[Records from an annotation dataset]
— start —
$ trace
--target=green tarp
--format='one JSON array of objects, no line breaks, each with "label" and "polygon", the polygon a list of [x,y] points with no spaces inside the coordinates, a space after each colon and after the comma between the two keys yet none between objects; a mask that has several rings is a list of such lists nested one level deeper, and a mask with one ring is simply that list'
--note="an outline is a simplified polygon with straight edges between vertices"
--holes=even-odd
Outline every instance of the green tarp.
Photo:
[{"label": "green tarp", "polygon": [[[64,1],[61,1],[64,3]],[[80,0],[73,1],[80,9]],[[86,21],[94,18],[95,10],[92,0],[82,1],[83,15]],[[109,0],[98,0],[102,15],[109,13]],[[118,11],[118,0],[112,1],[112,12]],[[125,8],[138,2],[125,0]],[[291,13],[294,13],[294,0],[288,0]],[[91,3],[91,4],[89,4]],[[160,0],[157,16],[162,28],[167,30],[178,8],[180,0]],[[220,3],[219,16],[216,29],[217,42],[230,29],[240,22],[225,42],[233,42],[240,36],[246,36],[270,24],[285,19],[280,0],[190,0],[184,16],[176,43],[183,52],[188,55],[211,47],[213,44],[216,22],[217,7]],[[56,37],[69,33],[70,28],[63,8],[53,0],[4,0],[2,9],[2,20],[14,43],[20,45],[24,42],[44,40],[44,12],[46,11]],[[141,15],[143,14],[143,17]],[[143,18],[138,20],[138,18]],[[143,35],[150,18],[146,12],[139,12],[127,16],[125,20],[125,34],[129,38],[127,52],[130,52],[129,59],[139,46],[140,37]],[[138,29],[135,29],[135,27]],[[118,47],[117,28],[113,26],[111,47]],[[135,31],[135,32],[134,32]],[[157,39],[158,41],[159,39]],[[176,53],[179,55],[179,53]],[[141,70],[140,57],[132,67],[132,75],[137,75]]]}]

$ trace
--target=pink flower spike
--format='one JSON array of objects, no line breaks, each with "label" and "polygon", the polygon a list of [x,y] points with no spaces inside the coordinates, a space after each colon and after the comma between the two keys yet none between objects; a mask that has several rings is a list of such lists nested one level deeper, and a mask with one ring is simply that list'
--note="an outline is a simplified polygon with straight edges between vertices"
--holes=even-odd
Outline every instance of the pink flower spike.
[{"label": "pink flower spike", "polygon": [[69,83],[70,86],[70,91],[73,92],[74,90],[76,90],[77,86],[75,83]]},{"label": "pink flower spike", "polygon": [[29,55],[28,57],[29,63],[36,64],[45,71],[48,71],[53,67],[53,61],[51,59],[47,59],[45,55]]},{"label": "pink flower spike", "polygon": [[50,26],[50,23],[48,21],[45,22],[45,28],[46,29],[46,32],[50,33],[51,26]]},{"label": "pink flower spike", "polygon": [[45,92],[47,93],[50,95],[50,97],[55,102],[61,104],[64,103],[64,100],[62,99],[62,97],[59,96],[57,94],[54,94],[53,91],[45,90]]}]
— end —
• _EXERCISE INSTRUCTIONS_
The records above should be duplicated in full, exactly as given.

• _RESULT OF THE EXERCISE_
$ trace
--target=green tarp
--format='one JSON array of objects, no line breaks, each with "label" and "polygon", the polygon a list of [x,y] points with no spaces inside the coordinates, a space after each colon and after the comma between the two keys yet none between objects; a mask that has several rings is a list of such lists nested one level deeper, and a mask with one ring is simply that list'
--note="an outline is a simplified polygon with straight edges between vertices"
--holes=even-odd
Outline every instance of the green tarp.
Photo:
[{"label": "green tarp", "polygon": [[[64,1],[61,1],[64,3]],[[80,0],[73,1],[80,9]],[[86,21],[94,18],[95,10],[92,0],[82,1],[83,15]],[[109,0],[98,0],[102,15],[109,13]],[[118,11],[118,0],[112,1],[112,12]],[[125,8],[138,2],[125,0]],[[291,13],[294,13],[294,0],[288,0]],[[91,3],[91,4],[89,4]],[[160,0],[157,16],[162,28],[167,30],[178,8],[180,0]],[[220,3],[219,16],[216,29],[217,42],[230,29],[240,22],[225,42],[233,42],[240,36],[246,36],[270,24],[285,19],[280,0],[190,0],[184,16],[176,43],[183,52],[188,55],[211,47],[213,44],[216,22],[217,7]],[[56,37],[69,33],[70,28],[63,8],[53,0],[4,0],[2,9],[2,20],[14,43],[20,45],[24,42],[44,40],[44,12],[46,11]],[[141,15],[143,14],[143,17]],[[143,18],[138,20],[138,18]],[[143,35],[150,18],[146,12],[139,12],[127,16],[125,20],[125,34],[129,38],[127,52],[130,52],[129,59],[139,46],[140,37]],[[138,29],[135,29],[135,27]],[[118,47],[117,28],[113,26],[111,47]],[[135,31],[135,32],[134,32]],[[157,39],[158,41],[159,39]],[[176,53],[179,55],[179,53]],[[141,70],[140,57],[132,67],[132,75],[137,75]]]}]

$ trace
--target=pink flower spike
--format='one JSON array of objects, no line breaks, each with "label" and "polygon", the polygon a list of [x,y] points with no spaces inside the coordinates, a space after each colon and after the comma between the two keys yet none between objects; a mask that has several rings is a list of such lists nested one level deeper, and a mask with one ring is simply that list'
--note="an outline is a simplified polygon with straight edges between vertices"
--holes=even-odd
Outline every instance of the pink flower spike.
[{"label": "pink flower spike", "polygon": [[69,83],[70,86],[70,91],[73,92],[74,90],[76,90],[77,86],[75,83]]},{"label": "pink flower spike", "polygon": [[29,55],[28,57],[29,63],[36,64],[45,71],[48,71],[53,67],[53,61],[51,59],[47,59],[45,55]]},{"label": "pink flower spike", "polygon": [[50,26],[50,23],[48,21],[45,22],[45,28],[46,29],[46,32],[50,33],[51,26]]},{"label": "pink flower spike", "polygon": [[45,92],[47,93],[50,95],[50,97],[55,102],[61,104],[64,103],[64,100],[62,99],[62,97],[59,96],[57,94],[54,94],[53,91],[45,90]]}]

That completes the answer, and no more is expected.